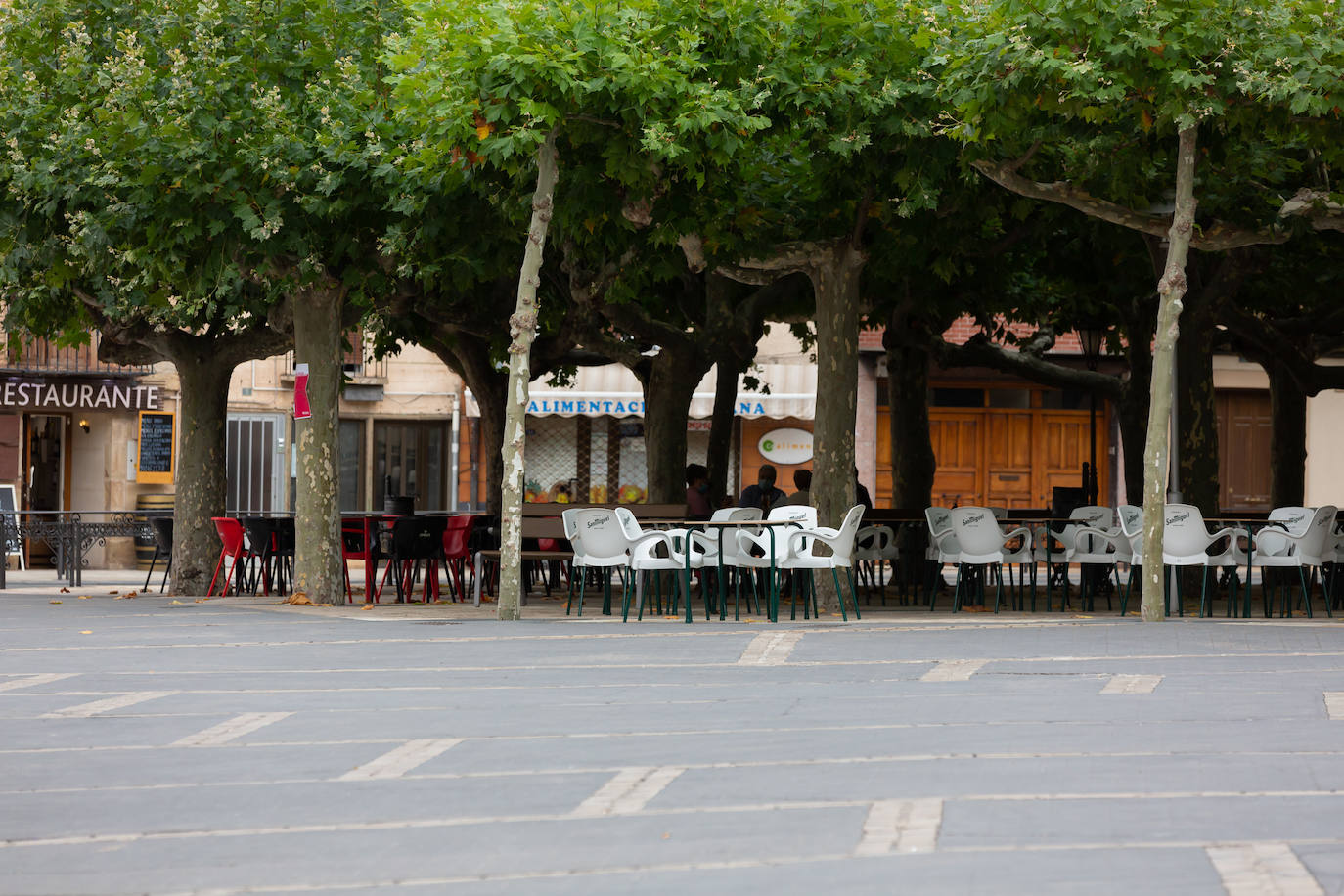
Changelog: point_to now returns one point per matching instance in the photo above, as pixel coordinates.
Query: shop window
(1009, 398)
(957, 398)
(351, 464)
(1063, 399)
(409, 460)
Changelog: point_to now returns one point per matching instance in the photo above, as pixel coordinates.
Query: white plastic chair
(1303, 550)
(981, 544)
(707, 543)
(801, 555)
(770, 546)
(654, 551)
(1098, 518)
(1186, 542)
(942, 548)
(599, 544)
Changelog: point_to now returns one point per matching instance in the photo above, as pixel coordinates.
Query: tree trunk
(721, 426)
(317, 547)
(836, 287)
(1286, 439)
(201, 481)
(913, 463)
(1171, 288)
(1132, 407)
(668, 383)
(1196, 410)
(521, 332)
(470, 357)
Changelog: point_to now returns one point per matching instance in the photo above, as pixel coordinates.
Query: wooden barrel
(150, 506)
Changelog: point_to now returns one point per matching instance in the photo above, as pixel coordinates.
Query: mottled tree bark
(668, 383)
(521, 334)
(1171, 288)
(1196, 409)
(202, 473)
(913, 463)
(834, 281)
(1287, 438)
(470, 356)
(317, 548)
(721, 427)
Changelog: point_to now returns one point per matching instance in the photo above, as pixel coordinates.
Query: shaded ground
(243, 747)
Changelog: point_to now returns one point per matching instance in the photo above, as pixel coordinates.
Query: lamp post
(1092, 336)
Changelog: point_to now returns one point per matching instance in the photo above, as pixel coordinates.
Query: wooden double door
(1005, 457)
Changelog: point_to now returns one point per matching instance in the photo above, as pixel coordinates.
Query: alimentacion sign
(75, 394)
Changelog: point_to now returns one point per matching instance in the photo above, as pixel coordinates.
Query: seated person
(762, 495)
(801, 481)
(696, 486)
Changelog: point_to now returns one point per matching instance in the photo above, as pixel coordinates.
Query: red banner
(301, 410)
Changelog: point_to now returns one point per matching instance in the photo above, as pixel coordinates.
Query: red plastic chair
(456, 555)
(356, 543)
(233, 546)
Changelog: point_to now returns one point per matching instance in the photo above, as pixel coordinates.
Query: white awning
(611, 389)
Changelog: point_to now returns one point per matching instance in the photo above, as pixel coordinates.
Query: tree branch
(1219, 237)
(981, 352)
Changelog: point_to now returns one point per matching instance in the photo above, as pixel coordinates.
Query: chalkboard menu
(14, 544)
(155, 463)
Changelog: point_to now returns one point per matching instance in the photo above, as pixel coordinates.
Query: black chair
(417, 540)
(161, 527)
(263, 539)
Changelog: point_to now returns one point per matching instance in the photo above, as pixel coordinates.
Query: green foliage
(187, 162)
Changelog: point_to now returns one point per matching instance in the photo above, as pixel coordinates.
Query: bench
(543, 521)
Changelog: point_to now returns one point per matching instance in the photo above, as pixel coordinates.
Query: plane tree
(516, 89)
(1113, 111)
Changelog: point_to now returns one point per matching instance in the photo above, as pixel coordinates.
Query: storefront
(586, 442)
(72, 441)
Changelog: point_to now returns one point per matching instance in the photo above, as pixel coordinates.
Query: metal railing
(70, 533)
(40, 355)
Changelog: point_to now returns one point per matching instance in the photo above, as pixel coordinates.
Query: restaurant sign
(75, 394)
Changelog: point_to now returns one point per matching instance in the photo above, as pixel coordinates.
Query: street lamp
(1091, 336)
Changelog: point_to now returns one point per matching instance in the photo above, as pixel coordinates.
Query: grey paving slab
(1150, 821)
(715, 777)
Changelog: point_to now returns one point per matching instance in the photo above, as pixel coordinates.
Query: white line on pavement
(770, 649)
(953, 670)
(36, 680)
(398, 762)
(628, 791)
(901, 827)
(1132, 684)
(226, 731)
(1262, 870)
(467, 821)
(86, 709)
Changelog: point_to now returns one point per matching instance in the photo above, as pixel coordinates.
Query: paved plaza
(164, 745)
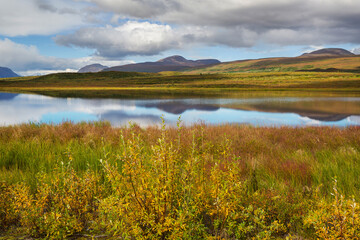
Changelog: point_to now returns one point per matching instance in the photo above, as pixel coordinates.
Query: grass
(228, 181)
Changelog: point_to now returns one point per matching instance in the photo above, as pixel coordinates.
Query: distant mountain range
(173, 63)
(92, 68)
(7, 72)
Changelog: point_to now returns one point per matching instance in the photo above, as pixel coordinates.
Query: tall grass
(229, 181)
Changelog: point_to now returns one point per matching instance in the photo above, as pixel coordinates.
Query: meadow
(90, 180)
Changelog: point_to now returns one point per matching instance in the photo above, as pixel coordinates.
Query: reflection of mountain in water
(180, 107)
(7, 96)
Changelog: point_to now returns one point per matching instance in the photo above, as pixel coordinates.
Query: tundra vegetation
(198, 182)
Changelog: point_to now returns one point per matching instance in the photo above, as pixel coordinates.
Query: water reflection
(274, 111)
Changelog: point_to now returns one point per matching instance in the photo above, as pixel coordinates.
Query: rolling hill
(7, 72)
(173, 63)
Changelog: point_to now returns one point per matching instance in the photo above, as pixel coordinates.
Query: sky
(45, 36)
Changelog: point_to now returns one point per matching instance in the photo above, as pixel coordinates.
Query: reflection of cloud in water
(120, 118)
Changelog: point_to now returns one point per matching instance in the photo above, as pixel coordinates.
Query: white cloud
(26, 60)
(26, 17)
(356, 50)
(283, 22)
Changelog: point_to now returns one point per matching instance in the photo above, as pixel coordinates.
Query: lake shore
(227, 181)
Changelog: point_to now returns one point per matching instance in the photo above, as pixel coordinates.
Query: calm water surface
(259, 111)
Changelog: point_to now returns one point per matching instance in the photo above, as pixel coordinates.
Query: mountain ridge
(172, 63)
(7, 73)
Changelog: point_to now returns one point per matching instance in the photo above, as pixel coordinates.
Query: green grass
(228, 181)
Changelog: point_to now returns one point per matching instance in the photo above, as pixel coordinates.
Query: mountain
(92, 68)
(7, 72)
(329, 52)
(173, 63)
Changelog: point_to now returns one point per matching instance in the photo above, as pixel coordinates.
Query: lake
(255, 109)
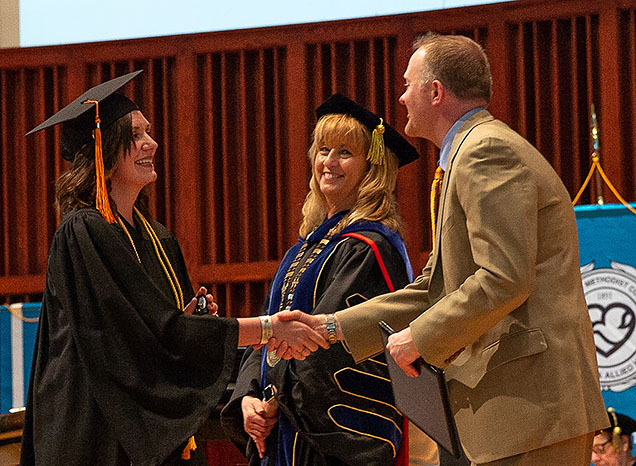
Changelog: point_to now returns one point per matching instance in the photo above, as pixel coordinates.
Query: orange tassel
(101, 192)
(191, 446)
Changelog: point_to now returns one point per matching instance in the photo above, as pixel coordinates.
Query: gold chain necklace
(290, 282)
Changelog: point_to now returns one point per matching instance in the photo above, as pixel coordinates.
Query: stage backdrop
(607, 244)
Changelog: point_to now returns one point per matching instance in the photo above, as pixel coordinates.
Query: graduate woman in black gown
(121, 374)
(331, 411)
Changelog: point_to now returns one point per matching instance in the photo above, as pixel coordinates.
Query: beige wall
(9, 23)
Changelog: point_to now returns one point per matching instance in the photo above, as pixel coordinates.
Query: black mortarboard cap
(340, 104)
(78, 118)
(626, 424)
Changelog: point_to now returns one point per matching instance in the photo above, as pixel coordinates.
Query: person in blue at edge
(332, 411)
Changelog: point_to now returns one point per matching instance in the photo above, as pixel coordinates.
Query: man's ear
(625, 443)
(437, 92)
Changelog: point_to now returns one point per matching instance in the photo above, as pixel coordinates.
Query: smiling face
(604, 454)
(339, 172)
(135, 168)
(416, 97)
(339, 160)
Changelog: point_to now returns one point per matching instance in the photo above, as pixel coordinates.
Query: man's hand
(293, 338)
(259, 418)
(403, 350)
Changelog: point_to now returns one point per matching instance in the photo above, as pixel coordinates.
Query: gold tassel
(101, 192)
(376, 151)
(191, 446)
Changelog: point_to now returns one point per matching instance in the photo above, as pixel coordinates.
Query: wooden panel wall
(233, 114)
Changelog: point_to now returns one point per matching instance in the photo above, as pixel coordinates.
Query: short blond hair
(458, 62)
(376, 193)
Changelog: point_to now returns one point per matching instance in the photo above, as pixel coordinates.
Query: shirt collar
(444, 152)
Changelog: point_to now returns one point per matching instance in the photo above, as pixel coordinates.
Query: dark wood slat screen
(233, 112)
■ ■ ■
Problem requirements
Images should not appear in the copy; retype the listing above exactly.

Final result
Changelog: point_to now returns one point per matching instance in the photo above, as pixel coordinates.
Query: shop window
(1009, 398)
(957, 398)
(351, 464)
(1063, 399)
(409, 460)
Changelog: point_to now returns one point per matching instance in the photo above, as pixel coordinates.
Query: white plastic chair
(1303, 550)
(981, 544)
(707, 543)
(801, 555)
(770, 546)
(654, 551)
(1098, 518)
(1186, 542)
(942, 548)
(599, 544)
Changelog: point_to now returns one point per matching instance in the photo above, as pixel coordinates.
Query: tree trunk
(721, 426)
(317, 547)
(836, 287)
(1286, 439)
(201, 481)
(913, 463)
(1171, 288)
(1132, 407)
(668, 383)
(1196, 410)
(521, 332)
(470, 357)
Changelog: point_to now returns one point per matching instance in the photo above, as pixel coordinates.
Query: wooden barrel
(150, 506)
Changelog: point_to now returns one point per matching instance in the photo above, as pixel coordinates.
Query: mottled tree bark
(668, 383)
(521, 334)
(1171, 288)
(1196, 409)
(202, 473)
(913, 463)
(834, 281)
(1287, 438)
(470, 356)
(317, 548)
(721, 427)
Changelog: point_to now returns one point per matching instance in the photo above, as pixel coordinates.
Query: shaded ground
(243, 747)
Changelog: point_to now returns one point per matching instance in the photo above, as pixel coordinates.
Query: lamp post
(1092, 336)
Changelog: point_to now returns one point per matching instance in the photo above, as pixel coordinates.
Query: wooden double door
(1005, 457)
Changelog: point_to now returns one point per matching instance in the photo above, as pixel coordinates.
Query: alimentacion sign
(75, 394)
Changelog: point_to now returns one point per matching instance in the photo above, as pixel coordinates.
Query: seated person
(762, 495)
(801, 481)
(696, 486)
Changelog: point_to now returns one point per matching instance in the photo above, as pixel coordinates.
Query: red banner
(301, 410)
Changelog: point_to now returns one point per matching instance in the photo above, as pixel coordinates.
Query: red plastic chair
(456, 555)
(356, 543)
(233, 546)
Changelog: point_to now returns one point per matching instance in the photo above, as pixel coordinates.
Query: white awning
(611, 389)
Changelog: point_to now returns one point per matching instance in the photo above, as pixel coordinates.
Query: tree branch
(1219, 237)
(981, 352)
Changelog: point_to now returns one point per matching instance in the photo above, as pixel coordinates.
Query: chalkboard menu
(14, 544)
(155, 463)
Changelog: point_to now returns one point per matching instance in the photo above, as pixel coordinates.
Query: black chair
(417, 540)
(161, 527)
(263, 539)
Changelog: point_to now returns one point per matching instance in the photo above, as pixel coordinates.
Query: green foliage
(187, 162)
Changelog: point_to now returns one point per matching instance in the photo above, as pixel coordinates.
Query: bench
(543, 521)
Changelog: point_to now returns one point per matching instance in the photo above, as pixel coordinates.
Query: plane tree
(516, 89)
(1113, 111)
Changelog: point_to now returns one point per matching instance in the photo above, as pixel coordinates.
Query: storefront
(586, 442)
(72, 441)
Changelog: point_to now returns one point per matching instance in the photo above, as pixel coordinates.
Query: metal railing
(70, 533)
(40, 355)
Changelog: point_to now returns one point per matching instance in the photo above, as pixel coordinates.
Query: restaurant sign
(75, 394)
Changelog: point_to now returns one point per matching instance in the photo above, as pixel coordinates.
Query: street lamp
(1091, 336)
Changelog: point_to now returns one point per matching instance in the photo above, as pixel coordinates.
Query: grey paving slab
(1150, 821)
(715, 777)
Changelog: point_to now returns one point per matching instance in the photo above, as pixel coordinates.
Query: white line on pavement
(770, 649)
(953, 670)
(36, 680)
(398, 762)
(628, 791)
(901, 827)
(1132, 684)
(226, 731)
(1262, 870)
(467, 821)
(86, 709)
Changelog: point_to now returns one point per matching instance in the photo above, as pixel coordinates.
Query: paved plaza
(164, 745)
Changelog: point_to now returns one point per matching instance in the photo above, as pixel coordinates.
Query: grass
(228, 181)
Changelog: point_to now returns one point per matching instance in the photo above, as pixel coordinates.
Query: distant mountain range
(173, 63)
(92, 68)
(7, 72)
Changelog: point_to now returns one point per matching instance in the photo above, as pixel coordinates.
Query: tall grass
(229, 181)
Changelog: point_to now returns one point per matching instance in the photo above, as pixel coordinates.
Query: meadow
(90, 180)
Changelog: point_to now returns one point per matching instance in the photo above, as pixel coordinates.
Query: reflection of mountain in water
(180, 107)
(7, 96)
Changelog: point_to now returns one point per matching instance in the photo above, as pixel coordinates.
Query: tundra vegetation
(198, 182)
Changelog: point_to now returns one point per matching instance in the photo above, as pixel coordinates.
Query: water reflection
(274, 111)
Changelog: point_to now returns one point per matching instance in the photo above, as pixel coordinates.
Query: rolling hill
(7, 72)
(173, 63)
Changelog: point_to now returns one point per matching instance in the photo above, as pixel coordinates.
Query: sky
(45, 36)
Changelog: point_to now returns one point per matching instance in the photo above, as pixel coordinates.
Query: reflection of cloud in water
(120, 118)
Changelog: point_to now returns one point per matching instance in the photo above, as pixel coordinates.
Query: white cloud
(26, 60)
(26, 17)
(356, 50)
(283, 22)
Changelog: point_to now returns one point per matching instance in the photo above, as pixel coordinates.
Query: lake shore
(227, 181)
Changelog: point_to now returns one point per matching instance in the photo above, as pixel coordinates.
Query: calm water surface
(259, 111)
Changelog: point_to now returns one point per matching instance in the photo above, as pixel coordinates.
Query: mountain ridge
(172, 63)
(7, 73)
Changelog: point_to now returns one point per matching instance in the photo above, as pixel coordinates.
Query: green grass
(228, 181)
Changelog: point_to now returns one point per matching instance in the photo above, as pixel coordinates.
Query: mountain
(92, 68)
(7, 72)
(329, 52)
(173, 63)
Changelog: point_to now returns one point per matching instance in the photo above, as pixel coordinates.
Query: lake
(255, 109)
Changelog: point_to now returns one point per matching instance in the photo above, as pixel coordinates.
Query: orange tassel
(101, 192)
(191, 446)
Changelog: point_to now returns one point per matching instance in the photo above, as pixel coordinates.
Query: gold chain necklace
(290, 282)
Changelog: point_to now returns one point per matching instance in the photo above, as pixel coordinates.
Query: stage backdrop
(607, 244)
Changelog: point_to now returns one point per matching instance in the photo above, as pixel coordinates.
Query: graduate woman in black gown
(121, 374)
(331, 411)
Changelog: point_to now returns one point per matching instance in the photo above, as pixel coordinates.
Query: beige wall
(9, 23)
Changelog: point_to now returns one point per matching instance in the photo above, as pixel coordinates.
Query: black mortarboard cap
(340, 104)
(78, 118)
(626, 424)
Changelog: point_to now returns one point per matching instance in the photo above, as pixel coordinates.
Query: person in blue at edge
(332, 411)
Changelog: point_to now returns one point per matching instance in the photo above, as pixel coordinates.
Query: man's ear
(625, 443)
(437, 92)
Changelog: point_to now returns one point per matching instance in the photo above, as pixel coordinates.
Query: smiling face
(604, 454)
(339, 172)
(135, 168)
(416, 97)
(339, 160)
Changelog: point_to now returns one point per matching instance in the photo above, as pixel coordinates.
Query: man's hand
(293, 338)
(259, 418)
(403, 350)
Changelog: point_to now returns one point per matching instance in the photo above, as pixel coordinates.
Query: gold tassel
(101, 192)
(376, 151)
(191, 446)
Changelog: point_to now returns one point per matching instance in the photo above, as pixel coordinates.
Query: wooden panel wall
(233, 114)
Changelog: point_to now returns one point per matching instance in the photo above, as pixel coordinates.
Query: short blond hair
(458, 62)
(376, 193)
Changelog: point_to now returns one point per matching instance in the photo above, as pixel coordinates.
Query: shirt collar
(444, 152)
Changelog: point_to now returns one point per matching instance in the photo above, as pixel coordinates.
Query: dark wood slat screen
(233, 112)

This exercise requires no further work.